Textausschnitt:

Am Dienstag UEFA-Urteilsspruch
Am kommenden Dienstag will die UEFA ihr Urteil gegen den russischen Sportverband fällen. Ermittelt wird danach "wegen der Aggressionen russischer Zuschauer im Stadion, rassistischen Verhaltens und des Abbrennens von Feuerwerkskörpern".
Die UEFA räumte zugleich ein, es habe bei der Partie in Marseille Probleme bei der Trennung der Fans beider Mannschaften gegeben. Daher solle nun in Zusammenarbeit mit den lokalen Behörden der Einsatz von Sicherheitskräften in den Arenen erhöht werden. Schon an diesem Sonntag sollen zusätzliche Ordner bei allen Spielen eingesetzt werden.

Aufgeführte Einträge:
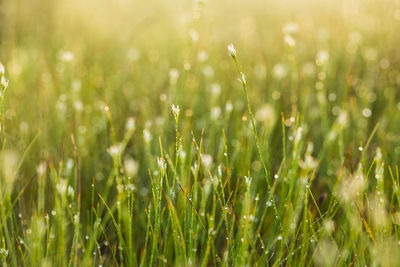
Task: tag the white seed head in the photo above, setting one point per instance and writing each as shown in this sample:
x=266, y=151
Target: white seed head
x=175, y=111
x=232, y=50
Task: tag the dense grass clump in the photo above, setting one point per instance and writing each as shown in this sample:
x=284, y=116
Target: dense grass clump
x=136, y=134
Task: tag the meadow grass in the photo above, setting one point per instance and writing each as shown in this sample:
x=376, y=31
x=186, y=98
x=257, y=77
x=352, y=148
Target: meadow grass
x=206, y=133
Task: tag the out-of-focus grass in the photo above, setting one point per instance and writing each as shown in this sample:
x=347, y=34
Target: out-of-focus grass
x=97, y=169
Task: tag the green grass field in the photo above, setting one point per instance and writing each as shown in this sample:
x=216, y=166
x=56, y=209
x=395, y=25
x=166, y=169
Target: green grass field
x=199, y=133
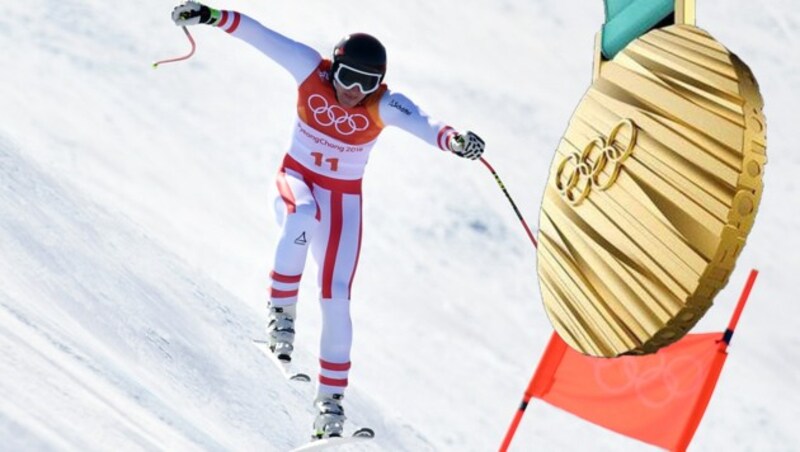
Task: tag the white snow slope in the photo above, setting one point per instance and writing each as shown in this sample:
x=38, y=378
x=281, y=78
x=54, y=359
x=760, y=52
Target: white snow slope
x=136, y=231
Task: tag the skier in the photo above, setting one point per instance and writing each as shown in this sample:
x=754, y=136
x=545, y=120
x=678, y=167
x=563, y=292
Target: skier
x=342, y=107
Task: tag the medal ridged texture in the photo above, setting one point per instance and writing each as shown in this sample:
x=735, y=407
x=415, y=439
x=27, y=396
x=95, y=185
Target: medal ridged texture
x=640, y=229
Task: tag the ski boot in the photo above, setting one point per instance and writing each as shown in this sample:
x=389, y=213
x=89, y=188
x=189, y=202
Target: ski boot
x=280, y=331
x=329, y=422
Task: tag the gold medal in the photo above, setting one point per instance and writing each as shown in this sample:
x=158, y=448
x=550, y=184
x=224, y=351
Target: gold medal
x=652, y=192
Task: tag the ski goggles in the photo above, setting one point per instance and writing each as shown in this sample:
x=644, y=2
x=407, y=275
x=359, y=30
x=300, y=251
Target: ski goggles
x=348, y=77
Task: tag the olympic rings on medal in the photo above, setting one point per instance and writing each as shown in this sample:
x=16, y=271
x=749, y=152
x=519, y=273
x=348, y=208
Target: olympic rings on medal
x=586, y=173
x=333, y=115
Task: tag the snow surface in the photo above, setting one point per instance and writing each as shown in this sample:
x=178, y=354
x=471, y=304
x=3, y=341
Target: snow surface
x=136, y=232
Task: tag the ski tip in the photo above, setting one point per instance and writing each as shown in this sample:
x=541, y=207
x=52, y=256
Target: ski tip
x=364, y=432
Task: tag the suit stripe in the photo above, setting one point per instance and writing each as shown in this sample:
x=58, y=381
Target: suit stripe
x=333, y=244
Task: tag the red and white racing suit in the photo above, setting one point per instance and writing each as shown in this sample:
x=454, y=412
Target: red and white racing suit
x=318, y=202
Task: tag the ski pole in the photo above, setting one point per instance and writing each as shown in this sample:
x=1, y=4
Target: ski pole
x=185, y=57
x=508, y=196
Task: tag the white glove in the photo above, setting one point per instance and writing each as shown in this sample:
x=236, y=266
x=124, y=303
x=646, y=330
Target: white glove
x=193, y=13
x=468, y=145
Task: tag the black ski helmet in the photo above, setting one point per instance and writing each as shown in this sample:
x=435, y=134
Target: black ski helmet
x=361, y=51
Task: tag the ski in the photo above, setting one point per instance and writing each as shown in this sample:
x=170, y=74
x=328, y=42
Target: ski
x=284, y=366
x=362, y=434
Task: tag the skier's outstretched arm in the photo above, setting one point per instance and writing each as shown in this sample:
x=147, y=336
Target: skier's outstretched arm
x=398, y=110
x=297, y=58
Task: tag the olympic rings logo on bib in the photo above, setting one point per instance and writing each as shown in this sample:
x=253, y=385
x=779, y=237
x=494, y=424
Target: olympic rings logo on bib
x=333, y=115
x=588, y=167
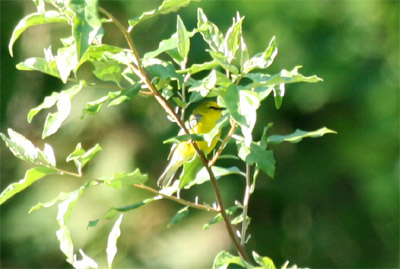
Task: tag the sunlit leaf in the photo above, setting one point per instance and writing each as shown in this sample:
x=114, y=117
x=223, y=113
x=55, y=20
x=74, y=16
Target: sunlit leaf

Zu erledigen:
a) Beantworten Sie anhand des Textausschnitts diese Fragen:
(i) An welchem Tag will die UEFA ihr Urteil gegen den russischen Sportverband fällen?
(ii) In welcher Stadt fand die Partie statt, bei der es Probleme mit der Trennung der Fans gab?
(iii) Ab wann sollen bei allen Spielen zusätzliche Ordner eingesetzt werden?
b) Geben Sie den Absatz des Textausschnitts, der mit „Die UEFA räumte zugleich ein“ beginnt, als Stichpunktliste wieder, ohne seine wesentlichen Fakten auszulassen.
Die Einträge spielen hierfür keine Rolle.

Lösungen:
a)
(i) Am kommenden Dienstag.
(ii) In Marseille.
(iii) Schon ab diesem Sonntag.

b)
- Die UEFA räumt Probleme bei der Trennung der Fans beider Mannschaften bei der Partie in Marseille ein.
- Gemeinsam mit den lokalen Behörden soll der Einsatz von Sicherheitskräften in den Arenen erhöht werden.
- Bereits an diesem Sonntag sollen bei allen Spielen zusätzliche Ordner eingesetzt werden.